What this task involves: Every record below is to be restated word for word.
Segment Start: Data in this exercise
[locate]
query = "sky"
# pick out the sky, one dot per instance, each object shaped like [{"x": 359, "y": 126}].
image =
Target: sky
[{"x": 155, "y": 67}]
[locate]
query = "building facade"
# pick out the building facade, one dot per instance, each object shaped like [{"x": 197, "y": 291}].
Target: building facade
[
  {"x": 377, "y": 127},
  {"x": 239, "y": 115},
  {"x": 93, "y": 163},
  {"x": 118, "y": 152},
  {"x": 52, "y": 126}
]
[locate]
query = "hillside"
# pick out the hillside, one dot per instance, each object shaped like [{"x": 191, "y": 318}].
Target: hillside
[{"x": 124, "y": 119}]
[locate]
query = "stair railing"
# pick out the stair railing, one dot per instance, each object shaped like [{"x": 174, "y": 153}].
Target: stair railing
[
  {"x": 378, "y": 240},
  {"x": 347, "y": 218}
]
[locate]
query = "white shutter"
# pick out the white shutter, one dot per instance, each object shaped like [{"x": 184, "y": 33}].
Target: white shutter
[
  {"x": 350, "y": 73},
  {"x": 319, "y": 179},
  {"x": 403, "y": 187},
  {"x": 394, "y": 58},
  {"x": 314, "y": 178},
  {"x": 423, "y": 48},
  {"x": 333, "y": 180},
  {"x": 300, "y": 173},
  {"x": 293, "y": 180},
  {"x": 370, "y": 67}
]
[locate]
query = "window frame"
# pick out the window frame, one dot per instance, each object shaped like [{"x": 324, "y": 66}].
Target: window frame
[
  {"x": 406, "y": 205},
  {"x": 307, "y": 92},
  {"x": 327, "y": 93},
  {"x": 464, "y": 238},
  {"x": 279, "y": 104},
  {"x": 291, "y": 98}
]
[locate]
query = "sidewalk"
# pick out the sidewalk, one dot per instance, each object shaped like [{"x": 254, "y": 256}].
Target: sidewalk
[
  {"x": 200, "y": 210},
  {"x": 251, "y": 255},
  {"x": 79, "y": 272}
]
Segment End: Data in this exercise
Result for this exercise:
[locate]
query = "sky"
# pick out the sky, one dot per instance, each object shaped like [{"x": 359, "y": 126}].
image =
Target: sky
[{"x": 155, "y": 67}]
[locate]
query = "building facade"
# pick out the building facade, one dot per instance, each object shaped like [{"x": 197, "y": 291}].
Target: building facade
[
  {"x": 377, "y": 127},
  {"x": 239, "y": 115},
  {"x": 93, "y": 163},
  {"x": 118, "y": 152},
  {"x": 52, "y": 126}
]
[locate]
query = "hillside"
# pick out the hillside, one dot per instance, each object shaped like [{"x": 191, "y": 318}].
Target: hillside
[{"x": 124, "y": 119}]
[locate]
query = "stair railing"
# pick out the stair railing, one dot per instance, each object shaped like [{"x": 174, "y": 153}].
Target: stair railing
[
  {"x": 378, "y": 240},
  {"x": 347, "y": 218}
]
[locate]
query = "white shutter"
# pick out the white shutter, one dot per instance, each object shaped like [{"x": 184, "y": 33}].
Target: white shutter
[
  {"x": 350, "y": 73},
  {"x": 319, "y": 179},
  {"x": 403, "y": 187},
  {"x": 394, "y": 58},
  {"x": 314, "y": 178},
  {"x": 423, "y": 48},
  {"x": 333, "y": 180},
  {"x": 300, "y": 173},
  {"x": 293, "y": 180},
  {"x": 370, "y": 67}
]
[locate]
query = "window frame"
# pick out the window frame, one dot per instance, each object shaped like [{"x": 324, "y": 66}].
Target: window frame
[
  {"x": 406, "y": 205},
  {"x": 307, "y": 92},
  {"x": 327, "y": 93},
  {"x": 464, "y": 238},
  {"x": 279, "y": 104},
  {"x": 291, "y": 98}
]
[locate]
query = "sidewalk"
# pick out the sidewalk, one dot per instance, each object shaped like [{"x": 254, "y": 256}].
Target: sidewalk
[
  {"x": 200, "y": 210},
  {"x": 251, "y": 255},
  {"x": 79, "y": 272}
]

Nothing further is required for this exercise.